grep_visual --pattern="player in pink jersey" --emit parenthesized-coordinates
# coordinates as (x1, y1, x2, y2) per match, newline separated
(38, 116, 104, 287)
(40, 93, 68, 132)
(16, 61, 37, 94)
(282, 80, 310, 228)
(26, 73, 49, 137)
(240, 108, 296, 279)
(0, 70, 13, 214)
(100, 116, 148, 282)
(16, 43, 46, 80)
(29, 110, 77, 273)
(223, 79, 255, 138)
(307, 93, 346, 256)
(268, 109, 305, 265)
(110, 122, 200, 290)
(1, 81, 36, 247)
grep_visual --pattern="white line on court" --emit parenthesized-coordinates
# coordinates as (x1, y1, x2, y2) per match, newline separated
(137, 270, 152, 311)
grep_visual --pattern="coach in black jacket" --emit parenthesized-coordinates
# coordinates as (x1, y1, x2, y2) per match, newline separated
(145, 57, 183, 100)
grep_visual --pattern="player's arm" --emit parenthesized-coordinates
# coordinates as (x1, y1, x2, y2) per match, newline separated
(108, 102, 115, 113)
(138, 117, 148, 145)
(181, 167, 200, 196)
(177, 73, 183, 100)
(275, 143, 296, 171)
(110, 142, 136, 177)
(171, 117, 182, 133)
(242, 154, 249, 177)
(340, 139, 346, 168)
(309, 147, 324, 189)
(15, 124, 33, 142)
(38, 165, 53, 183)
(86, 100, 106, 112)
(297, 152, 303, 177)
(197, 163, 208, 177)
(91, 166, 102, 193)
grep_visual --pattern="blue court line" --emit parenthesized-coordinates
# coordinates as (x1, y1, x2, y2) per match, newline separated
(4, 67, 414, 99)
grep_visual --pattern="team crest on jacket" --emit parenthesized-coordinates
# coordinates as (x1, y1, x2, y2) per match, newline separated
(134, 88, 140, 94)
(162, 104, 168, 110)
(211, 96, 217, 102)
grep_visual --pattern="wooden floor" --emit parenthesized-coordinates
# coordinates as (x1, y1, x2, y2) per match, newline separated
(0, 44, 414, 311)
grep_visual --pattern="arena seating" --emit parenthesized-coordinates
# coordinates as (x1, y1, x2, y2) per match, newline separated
═══
= Exercise objective =
For this exercise, return every line from the data that holds the string "player".

= Result below =
grep_visual --pattern="player in pink jersey" --emit parenthesized-coordinates
grep_visual --pattern="player's arm" --emit parenthesized-coordinates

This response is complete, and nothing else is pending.